| PROBLEM |
Please reproduce, exactly and with nothing added, the line containing "positive clicks: (169, 163) (190, 130)" and every line after it to the end of the records.

| DATASET ENTRIES |
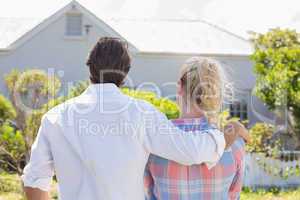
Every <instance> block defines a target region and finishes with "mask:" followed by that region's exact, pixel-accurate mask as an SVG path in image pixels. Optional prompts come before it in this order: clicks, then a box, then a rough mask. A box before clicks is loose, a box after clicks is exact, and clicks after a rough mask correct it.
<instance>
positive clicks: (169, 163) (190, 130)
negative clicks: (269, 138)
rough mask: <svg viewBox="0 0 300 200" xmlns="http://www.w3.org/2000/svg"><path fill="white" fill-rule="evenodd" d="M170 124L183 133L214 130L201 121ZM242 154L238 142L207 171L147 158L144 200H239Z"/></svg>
mask: <svg viewBox="0 0 300 200" xmlns="http://www.w3.org/2000/svg"><path fill="white" fill-rule="evenodd" d="M173 123H174V124H175V125H177V126H178V127H179V128H181V129H183V130H185V131H193V130H206V129H211V128H214V127H213V126H211V125H209V124H208V122H207V120H206V119H204V118H202V119H177V120H174V121H173ZM187 134H188V133H187ZM204 134H205V132H204ZM244 154H245V151H244V141H243V140H242V139H238V140H237V141H236V142H235V143H234V144H233V145H232V147H231V149H229V150H227V151H225V152H224V154H223V156H222V157H221V160H220V161H219V162H218V164H217V165H216V166H215V167H213V168H212V169H210V170H209V169H208V168H207V166H206V165H205V164H201V165H192V166H183V165H180V164H178V163H176V162H173V161H170V160H166V159H163V158H161V157H158V156H155V155H150V158H149V161H148V164H147V166H146V170H145V176H144V184H145V189H146V200H201V199H203V200H227V199H230V200H233V199H239V196H240V192H241V189H242V182H243V174H244Z"/></svg>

| ANSWER FOR THE TASK |
positive clicks: (169, 163) (190, 130)
negative clicks: (269, 138)
rough mask: <svg viewBox="0 0 300 200" xmlns="http://www.w3.org/2000/svg"><path fill="white" fill-rule="evenodd" d="M170 124L183 133L214 130L201 121ZM242 154L238 142L207 171L147 158L144 200H239Z"/></svg>
mask: <svg viewBox="0 0 300 200" xmlns="http://www.w3.org/2000/svg"><path fill="white" fill-rule="evenodd" d="M173 123H174V124H175V125H177V126H178V127H179V128H181V129H183V130H185V131H193V130H206V129H211V128H214V127H213V126H211V125H209V124H208V122H207V120H206V119H204V118H202V119H177V120H174V121H173ZM187 134H188V133H187ZM204 134H205V132H204ZM244 154H245V151H244V141H243V140H242V139H238V140H237V141H236V142H235V143H234V144H233V145H232V147H231V149H229V150H227V151H225V152H224V154H223V156H222V157H221V160H220V161H219V162H218V164H217V165H216V166H215V167H213V168H212V169H210V170H209V169H208V168H207V166H206V165H205V164H201V165H192V166H183V165H180V164H178V163H176V162H173V161H170V160H166V159H163V158H161V157H158V156H155V155H150V158H149V161H148V164H147V166H146V170H145V176H144V184H145V189H146V200H201V199H203V200H227V199H230V200H233V199H239V196H240V192H241V189H242V182H243V174H244Z"/></svg>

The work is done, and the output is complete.